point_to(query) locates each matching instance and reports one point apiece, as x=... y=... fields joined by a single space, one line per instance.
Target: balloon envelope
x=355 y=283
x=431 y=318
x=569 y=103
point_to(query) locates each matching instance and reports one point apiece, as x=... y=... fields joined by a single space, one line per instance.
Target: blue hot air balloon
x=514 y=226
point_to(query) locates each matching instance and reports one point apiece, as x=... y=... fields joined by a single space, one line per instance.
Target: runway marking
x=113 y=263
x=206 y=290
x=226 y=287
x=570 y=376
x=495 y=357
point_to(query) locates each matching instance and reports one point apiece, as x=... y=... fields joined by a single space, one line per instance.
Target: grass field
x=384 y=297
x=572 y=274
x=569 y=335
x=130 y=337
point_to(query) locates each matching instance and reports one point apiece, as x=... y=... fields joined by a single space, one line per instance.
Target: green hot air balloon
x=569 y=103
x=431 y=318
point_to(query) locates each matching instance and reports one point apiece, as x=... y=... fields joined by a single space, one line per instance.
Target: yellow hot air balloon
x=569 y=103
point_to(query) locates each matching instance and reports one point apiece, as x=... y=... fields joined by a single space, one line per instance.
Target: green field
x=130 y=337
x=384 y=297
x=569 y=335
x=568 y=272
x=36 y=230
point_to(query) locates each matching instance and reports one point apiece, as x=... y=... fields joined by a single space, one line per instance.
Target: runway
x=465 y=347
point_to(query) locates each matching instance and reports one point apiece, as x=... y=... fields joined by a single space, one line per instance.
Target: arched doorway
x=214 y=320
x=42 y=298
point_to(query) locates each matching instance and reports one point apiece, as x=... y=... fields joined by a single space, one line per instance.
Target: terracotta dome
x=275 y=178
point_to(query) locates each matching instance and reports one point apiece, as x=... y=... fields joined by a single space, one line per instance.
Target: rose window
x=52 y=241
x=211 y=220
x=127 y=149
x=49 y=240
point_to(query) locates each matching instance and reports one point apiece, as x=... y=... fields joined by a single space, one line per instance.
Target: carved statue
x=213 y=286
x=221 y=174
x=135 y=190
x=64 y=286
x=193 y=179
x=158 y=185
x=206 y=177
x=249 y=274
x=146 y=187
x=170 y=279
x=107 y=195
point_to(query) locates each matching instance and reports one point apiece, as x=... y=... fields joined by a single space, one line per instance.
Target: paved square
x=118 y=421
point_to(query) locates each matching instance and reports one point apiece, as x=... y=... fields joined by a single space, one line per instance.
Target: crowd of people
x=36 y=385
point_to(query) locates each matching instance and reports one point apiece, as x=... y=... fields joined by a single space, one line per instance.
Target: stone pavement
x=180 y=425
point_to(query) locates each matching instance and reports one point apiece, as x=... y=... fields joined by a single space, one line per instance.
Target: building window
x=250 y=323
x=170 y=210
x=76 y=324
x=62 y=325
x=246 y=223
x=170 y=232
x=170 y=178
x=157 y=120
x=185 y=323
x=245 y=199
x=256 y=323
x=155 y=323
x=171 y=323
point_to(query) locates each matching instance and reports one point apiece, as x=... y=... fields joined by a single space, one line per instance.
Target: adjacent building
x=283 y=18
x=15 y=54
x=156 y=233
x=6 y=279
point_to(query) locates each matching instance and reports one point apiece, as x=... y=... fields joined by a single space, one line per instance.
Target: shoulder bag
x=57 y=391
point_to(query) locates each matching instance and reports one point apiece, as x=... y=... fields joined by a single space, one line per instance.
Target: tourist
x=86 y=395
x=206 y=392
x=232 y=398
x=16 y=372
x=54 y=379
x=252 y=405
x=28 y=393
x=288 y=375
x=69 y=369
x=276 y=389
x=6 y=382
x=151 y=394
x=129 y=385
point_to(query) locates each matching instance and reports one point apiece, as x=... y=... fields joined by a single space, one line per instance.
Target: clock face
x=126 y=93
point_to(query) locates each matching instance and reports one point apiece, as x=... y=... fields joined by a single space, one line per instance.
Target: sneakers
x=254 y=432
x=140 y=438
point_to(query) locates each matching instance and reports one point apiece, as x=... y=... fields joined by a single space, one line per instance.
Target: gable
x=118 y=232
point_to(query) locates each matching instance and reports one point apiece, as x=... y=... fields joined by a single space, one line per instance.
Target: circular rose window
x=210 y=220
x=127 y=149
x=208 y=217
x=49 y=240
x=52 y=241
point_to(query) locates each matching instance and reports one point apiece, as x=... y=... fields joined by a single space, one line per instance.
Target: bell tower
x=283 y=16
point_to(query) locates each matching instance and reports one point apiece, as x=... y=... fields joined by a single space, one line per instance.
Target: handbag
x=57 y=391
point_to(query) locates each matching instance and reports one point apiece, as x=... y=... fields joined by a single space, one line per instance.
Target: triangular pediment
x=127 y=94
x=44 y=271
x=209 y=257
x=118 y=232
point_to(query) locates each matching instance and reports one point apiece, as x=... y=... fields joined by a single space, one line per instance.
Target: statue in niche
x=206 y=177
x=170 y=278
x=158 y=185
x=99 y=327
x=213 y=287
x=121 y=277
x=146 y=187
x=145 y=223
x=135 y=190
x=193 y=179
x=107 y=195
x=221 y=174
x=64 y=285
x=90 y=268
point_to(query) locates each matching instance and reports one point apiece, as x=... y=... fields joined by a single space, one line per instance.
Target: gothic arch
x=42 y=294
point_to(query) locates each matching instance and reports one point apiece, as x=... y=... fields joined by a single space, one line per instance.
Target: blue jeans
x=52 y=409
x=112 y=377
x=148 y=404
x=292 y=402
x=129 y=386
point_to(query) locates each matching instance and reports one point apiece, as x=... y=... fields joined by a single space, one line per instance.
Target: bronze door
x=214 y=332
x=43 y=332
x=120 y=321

### The exercise
Quote every record above exactly.

### Exercise response
point_to(query) locates each matching instance and reports one point apiece, as x=... y=... fields joined by a single space, one line per instance.
Target: balloon envelope
x=355 y=283
x=431 y=318
x=569 y=103
point_to(query) locates each matching instance and reports one point apiece, as x=... y=... fields joined by a single space, one line per instance.
Target: blue hot air balloon
x=514 y=226
point_to(query) locates each matching instance and reports one point apiece, as x=... y=... fields joined by a single space, one line per instance.
Target: runway marking
x=113 y=263
x=206 y=290
x=226 y=287
x=570 y=376
x=495 y=357
point_to(query) locates each matching instance and reports one point apiece, as x=... y=... fields joined by a single space, one line per instance.
Target: grass field
x=384 y=297
x=572 y=274
x=569 y=335
x=130 y=337
point_to(query) locates each matching instance and reports one point apiece, as x=... y=... fields joined by a single space, one line per instance.
Target: green hot air balloon
x=569 y=103
x=431 y=318
point_to(query) locates each matching instance and reports one point apiece, as x=... y=... fields joined by a single space, one line per instance.
Target: yellow hot air balloon
x=569 y=103
point_to(query) locates each matching instance and reports one point apiece, as x=... y=... fields joined by a single space, one line per instance.
Target: green field
x=130 y=337
x=384 y=297
x=569 y=335
x=568 y=272
x=36 y=230
point_to(query) locates each matching instance and reports one point apiece, as x=... y=... fields joined by a single space, one line per instance.
Target: runway
x=465 y=347
point_to(query) locates each matching instance and reports one point apiece, as x=... y=... fields joined by a single space, one line per instance.
Target: arched doorway
x=214 y=320
x=42 y=298
point_to(query) locates each matching instance and reports one point apiece, as x=... y=... fields joined by a single space, one line per instance.
Target: terracotta dome
x=275 y=178
point_to(query) locates each matching instance and reports one point apiece, as x=... y=... fields joined by a single space, one line per instance.
Target: rose window
x=52 y=241
x=211 y=220
x=127 y=149
x=49 y=240
point_to(query) locates each matching instance and reports one point apiece, as x=... y=... fields joined by a single space, one line per instance.
Target: carved statue
x=213 y=286
x=221 y=174
x=135 y=190
x=64 y=286
x=193 y=179
x=158 y=185
x=206 y=177
x=249 y=274
x=146 y=187
x=170 y=279
x=107 y=195
point_to(query) locates each matching instance and reports one point apiece, as x=... y=... fields joined by a single space, one line per instance.
Target: paved square
x=118 y=421
point_to(query) locates each matching instance and reports one point apiece, as x=... y=... fields joined by a single space, one line per instance.
Target: crowd of people
x=36 y=385
point_to(query) locates each matching instance and reports one point apiece, as x=... y=... fields joined by a single space, one line per instance.
Target: stone pavement
x=180 y=425
point_to(query) locates each matching instance and reports one point apiece, as x=... y=... fields joined by a single space, one line per instance.
Target: building window
x=250 y=323
x=170 y=210
x=76 y=324
x=62 y=325
x=246 y=223
x=170 y=232
x=170 y=178
x=157 y=120
x=185 y=323
x=245 y=199
x=256 y=323
x=155 y=323
x=171 y=323
point_to(query) locates each matching instance and reports one point apiece, as x=... y=... fields joined by a single space, one line per instance.
Target: adjacent building
x=283 y=18
x=15 y=54
x=156 y=233
x=6 y=279
point_to(query) locates each matching instance and reports one point apiece, as x=... y=... fields joined by a single space, one line per instance.
Target: shoulder bag
x=57 y=391
point_to(query) locates each matching instance and reports one point apiece, as x=... y=... fields joined by a single space, one line per instance.
Target: tourist
x=86 y=395
x=206 y=392
x=232 y=398
x=16 y=372
x=54 y=379
x=252 y=405
x=28 y=393
x=288 y=375
x=69 y=369
x=276 y=389
x=6 y=382
x=151 y=394
x=129 y=385
point_to(query) locates each matching instance and reports one point apiece, as x=... y=... fields joined by a single space, one line per instance.
Target: clock face
x=126 y=93
point_to(query) locates each matching instance and reports one point apiece, as x=... y=... fields joined by a single space, one line per instance.
Target: sneakers
x=254 y=432
x=140 y=438
point_to(query) locates each matching instance and reports one point apiece, as x=... y=... fields joined by a single space, one line per instance.
Target: gable
x=118 y=232
point_to(query) locates each matching instance and reports one point apiece, as x=... y=... fields joined by a single space, one line per instance.
Target: circular rose window
x=210 y=220
x=127 y=149
x=208 y=217
x=49 y=240
x=52 y=241
point_to(query) locates each matching instance and reports one point apiece, as x=... y=... fields joined by a single space, one line per instance.
Target: bell tower
x=283 y=16
point_to(query) locates each matching instance and reports one point apiece, as x=... y=... fields joined by a single space, one line per instance.
Target: handbag
x=57 y=391
point_to(query) locates each matching instance and reports one point apiece, as x=... y=... fields joined by a single space, one line per instance.
Target: triangular pediment
x=127 y=94
x=44 y=271
x=209 y=257
x=118 y=232
point_to(query) locates each matching instance and reports one point apiece, as x=... y=... fields joined by a single space, one line per instance.
Target: statue in niche
x=206 y=177
x=170 y=278
x=158 y=185
x=99 y=327
x=213 y=287
x=121 y=277
x=146 y=187
x=145 y=223
x=135 y=190
x=193 y=179
x=107 y=195
x=221 y=174
x=64 y=285
x=90 y=268
point_to(query) locates each matching instance and reports one point apiece, as x=... y=... fields joined by a single space, one line per instance.
Target: gothic arch
x=42 y=294
point_to(query) locates each matching instance and reports one point apiece, as x=... y=... fields joined by a single space, one line per instance.
Target: blue jeans
x=52 y=409
x=112 y=377
x=148 y=404
x=292 y=402
x=129 y=386
point_to(query) locates each matching instance and reports one point apiece, as x=... y=... fields joined by a single space, one line per instance.
Target: bronze door
x=214 y=332
x=43 y=332
x=120 y=321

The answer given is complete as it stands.